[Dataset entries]
-.-.-

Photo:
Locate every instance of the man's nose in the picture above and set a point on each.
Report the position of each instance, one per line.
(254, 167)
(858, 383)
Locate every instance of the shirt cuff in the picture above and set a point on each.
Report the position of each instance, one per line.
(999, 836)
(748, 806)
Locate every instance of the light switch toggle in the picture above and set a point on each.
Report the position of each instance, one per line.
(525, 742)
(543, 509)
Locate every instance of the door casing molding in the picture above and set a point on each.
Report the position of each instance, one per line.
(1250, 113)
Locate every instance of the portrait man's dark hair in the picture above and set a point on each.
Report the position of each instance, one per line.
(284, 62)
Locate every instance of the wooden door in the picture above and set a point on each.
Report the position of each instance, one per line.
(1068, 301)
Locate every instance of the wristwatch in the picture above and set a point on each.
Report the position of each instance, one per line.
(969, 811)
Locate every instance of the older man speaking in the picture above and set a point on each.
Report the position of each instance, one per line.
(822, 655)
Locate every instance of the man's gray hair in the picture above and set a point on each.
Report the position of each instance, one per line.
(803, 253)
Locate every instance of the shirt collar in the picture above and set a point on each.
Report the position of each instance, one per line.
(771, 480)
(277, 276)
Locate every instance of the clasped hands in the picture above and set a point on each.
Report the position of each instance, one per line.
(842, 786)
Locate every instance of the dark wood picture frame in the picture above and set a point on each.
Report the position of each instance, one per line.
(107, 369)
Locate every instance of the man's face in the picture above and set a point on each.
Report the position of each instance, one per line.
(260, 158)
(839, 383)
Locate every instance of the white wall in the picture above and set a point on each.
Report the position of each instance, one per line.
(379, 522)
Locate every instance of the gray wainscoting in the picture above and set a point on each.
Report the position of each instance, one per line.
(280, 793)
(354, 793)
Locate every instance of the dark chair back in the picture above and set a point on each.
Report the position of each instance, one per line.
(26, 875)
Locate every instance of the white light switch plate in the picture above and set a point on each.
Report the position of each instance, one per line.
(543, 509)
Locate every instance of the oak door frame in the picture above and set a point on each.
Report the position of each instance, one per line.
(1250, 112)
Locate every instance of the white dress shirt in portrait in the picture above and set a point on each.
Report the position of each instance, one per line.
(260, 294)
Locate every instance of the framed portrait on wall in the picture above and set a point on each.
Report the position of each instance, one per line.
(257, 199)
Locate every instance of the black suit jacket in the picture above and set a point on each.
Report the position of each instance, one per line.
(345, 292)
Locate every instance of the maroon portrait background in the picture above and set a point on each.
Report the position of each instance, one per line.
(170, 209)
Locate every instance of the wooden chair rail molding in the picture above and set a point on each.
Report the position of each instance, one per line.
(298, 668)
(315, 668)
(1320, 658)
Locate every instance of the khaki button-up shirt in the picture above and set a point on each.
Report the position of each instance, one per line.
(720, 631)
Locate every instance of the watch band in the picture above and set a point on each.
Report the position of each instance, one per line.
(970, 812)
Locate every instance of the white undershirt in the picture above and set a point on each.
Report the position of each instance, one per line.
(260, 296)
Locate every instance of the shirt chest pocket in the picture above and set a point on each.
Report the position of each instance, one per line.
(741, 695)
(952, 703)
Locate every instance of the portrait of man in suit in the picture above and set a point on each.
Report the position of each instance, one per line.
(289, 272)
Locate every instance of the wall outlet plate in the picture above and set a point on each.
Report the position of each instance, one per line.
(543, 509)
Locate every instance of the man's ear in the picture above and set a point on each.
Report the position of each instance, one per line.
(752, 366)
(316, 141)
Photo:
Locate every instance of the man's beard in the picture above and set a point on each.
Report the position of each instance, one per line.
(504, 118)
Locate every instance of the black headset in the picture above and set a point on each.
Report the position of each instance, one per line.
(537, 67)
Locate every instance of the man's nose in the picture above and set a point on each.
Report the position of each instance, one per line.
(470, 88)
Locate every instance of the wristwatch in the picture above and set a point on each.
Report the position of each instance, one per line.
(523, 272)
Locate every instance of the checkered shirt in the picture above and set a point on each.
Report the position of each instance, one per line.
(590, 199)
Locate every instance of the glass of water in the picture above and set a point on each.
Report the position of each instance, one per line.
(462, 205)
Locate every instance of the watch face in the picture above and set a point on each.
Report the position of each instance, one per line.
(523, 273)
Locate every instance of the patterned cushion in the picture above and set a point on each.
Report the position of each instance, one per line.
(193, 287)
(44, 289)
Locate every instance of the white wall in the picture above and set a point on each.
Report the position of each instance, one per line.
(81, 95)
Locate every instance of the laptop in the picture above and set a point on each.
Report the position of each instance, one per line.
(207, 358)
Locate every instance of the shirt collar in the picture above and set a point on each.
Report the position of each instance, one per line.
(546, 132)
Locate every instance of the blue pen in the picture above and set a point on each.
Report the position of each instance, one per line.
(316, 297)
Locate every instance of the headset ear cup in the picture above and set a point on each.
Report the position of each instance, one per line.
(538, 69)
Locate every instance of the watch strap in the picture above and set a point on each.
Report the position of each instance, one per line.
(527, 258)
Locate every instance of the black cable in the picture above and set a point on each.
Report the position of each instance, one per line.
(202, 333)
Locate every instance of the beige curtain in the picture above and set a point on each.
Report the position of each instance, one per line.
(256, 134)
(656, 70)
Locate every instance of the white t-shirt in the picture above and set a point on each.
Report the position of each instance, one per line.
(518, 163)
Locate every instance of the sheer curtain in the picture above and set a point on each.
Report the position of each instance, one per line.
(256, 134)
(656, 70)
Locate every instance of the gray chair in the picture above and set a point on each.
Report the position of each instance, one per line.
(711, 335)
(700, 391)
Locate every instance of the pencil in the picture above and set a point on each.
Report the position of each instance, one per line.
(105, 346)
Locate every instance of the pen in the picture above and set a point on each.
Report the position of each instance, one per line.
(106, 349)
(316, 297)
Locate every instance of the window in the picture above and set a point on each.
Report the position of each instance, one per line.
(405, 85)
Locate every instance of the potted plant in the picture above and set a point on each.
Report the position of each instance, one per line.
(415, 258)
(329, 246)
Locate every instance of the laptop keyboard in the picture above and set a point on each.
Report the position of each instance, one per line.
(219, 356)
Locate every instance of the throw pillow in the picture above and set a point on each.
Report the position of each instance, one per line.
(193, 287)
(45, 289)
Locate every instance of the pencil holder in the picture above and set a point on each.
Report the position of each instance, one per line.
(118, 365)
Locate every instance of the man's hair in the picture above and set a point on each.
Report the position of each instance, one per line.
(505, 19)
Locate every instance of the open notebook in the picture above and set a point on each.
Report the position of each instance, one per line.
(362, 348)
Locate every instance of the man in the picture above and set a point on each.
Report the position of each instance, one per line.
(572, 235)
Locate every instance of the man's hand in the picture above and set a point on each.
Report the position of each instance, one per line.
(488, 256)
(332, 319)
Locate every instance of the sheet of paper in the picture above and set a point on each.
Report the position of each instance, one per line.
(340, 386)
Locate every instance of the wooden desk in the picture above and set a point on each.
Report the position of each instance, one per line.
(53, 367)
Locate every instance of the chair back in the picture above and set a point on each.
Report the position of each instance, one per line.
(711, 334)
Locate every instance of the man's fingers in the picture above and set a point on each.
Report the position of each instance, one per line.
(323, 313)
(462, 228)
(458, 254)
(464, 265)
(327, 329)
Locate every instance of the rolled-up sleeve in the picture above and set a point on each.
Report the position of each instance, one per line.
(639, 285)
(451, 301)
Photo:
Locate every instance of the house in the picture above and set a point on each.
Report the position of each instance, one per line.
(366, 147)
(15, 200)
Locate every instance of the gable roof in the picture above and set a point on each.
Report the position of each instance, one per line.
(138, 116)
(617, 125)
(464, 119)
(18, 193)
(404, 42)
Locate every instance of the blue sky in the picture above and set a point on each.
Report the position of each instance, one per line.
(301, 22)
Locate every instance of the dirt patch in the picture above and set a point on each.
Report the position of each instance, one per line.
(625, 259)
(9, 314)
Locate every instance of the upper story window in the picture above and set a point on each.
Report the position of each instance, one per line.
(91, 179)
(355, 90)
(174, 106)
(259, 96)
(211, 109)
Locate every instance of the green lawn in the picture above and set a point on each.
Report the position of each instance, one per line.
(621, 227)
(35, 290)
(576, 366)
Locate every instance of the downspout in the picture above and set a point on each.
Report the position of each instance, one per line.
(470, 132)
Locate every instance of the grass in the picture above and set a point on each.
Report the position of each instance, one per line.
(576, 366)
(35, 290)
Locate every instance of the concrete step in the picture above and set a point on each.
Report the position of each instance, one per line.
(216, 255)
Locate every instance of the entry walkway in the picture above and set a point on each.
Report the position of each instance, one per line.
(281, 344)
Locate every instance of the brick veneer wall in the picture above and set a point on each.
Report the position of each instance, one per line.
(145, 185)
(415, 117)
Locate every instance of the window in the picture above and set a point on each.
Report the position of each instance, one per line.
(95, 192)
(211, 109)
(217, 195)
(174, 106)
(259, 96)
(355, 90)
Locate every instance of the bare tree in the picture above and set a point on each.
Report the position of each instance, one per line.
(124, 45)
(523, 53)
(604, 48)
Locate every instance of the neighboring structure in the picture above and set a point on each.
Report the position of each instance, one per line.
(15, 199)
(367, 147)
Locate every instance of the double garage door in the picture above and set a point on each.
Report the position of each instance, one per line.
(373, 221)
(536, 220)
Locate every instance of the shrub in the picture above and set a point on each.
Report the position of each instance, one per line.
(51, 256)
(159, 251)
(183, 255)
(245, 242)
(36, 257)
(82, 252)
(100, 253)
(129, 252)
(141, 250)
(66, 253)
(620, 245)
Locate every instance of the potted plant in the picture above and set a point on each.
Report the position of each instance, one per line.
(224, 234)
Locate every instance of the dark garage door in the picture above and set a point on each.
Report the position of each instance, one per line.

-.-.-

> **Your task**
Take every line from the one containing "Locate every instance of the brick" to the end of the listing and output it exactly, with nothing else.

> **Finished task**
Locate every instance of the brick veneer wall in the picture above and set a point on each.
Report the position of each instance, one per line.
(145, 185)
(415, 117)
Locate every instance of the window in the picture above and set a point on each.
Report the position of each instance, one per line.
(95, 192)
(211, 109)
(217, 195)
(174, 106)
(259, 96)
(355, 90)
Locate every instance of the bare tree in the picture above and set a point on each.
Report the position of each instance, one per line.
(124, 45)
(523, 53)
(604, 48)
Locate every instance of the neighboring structure in the picture above and set a point on each.
Report the position of each instance, one per line.
(15, 199)
(367, 147)
Locate every instance of the double garage door in the picture above and set a point on each.
Report the position of each instance, one per line.
(373, 221)
(536, 220)
Locate every instance of the shrub in the picture above and set a point on each.
Report the position of each instance, one per line.
(51, 256)
(159, 251)
(183, 255)
(245, 242)
(36, 257)
(82, 252)
(100, 253)
(129, 252)
(141, 250)
(66, 253)
(620, 245)
Locate every instance of the potted plant in the picture above and set a point on each.
Report the position of each instance, one per line.
(224, 234)
Locate every instance of the dark garage door in the picture above and set a point on each.
Report the position of each instance, one per line.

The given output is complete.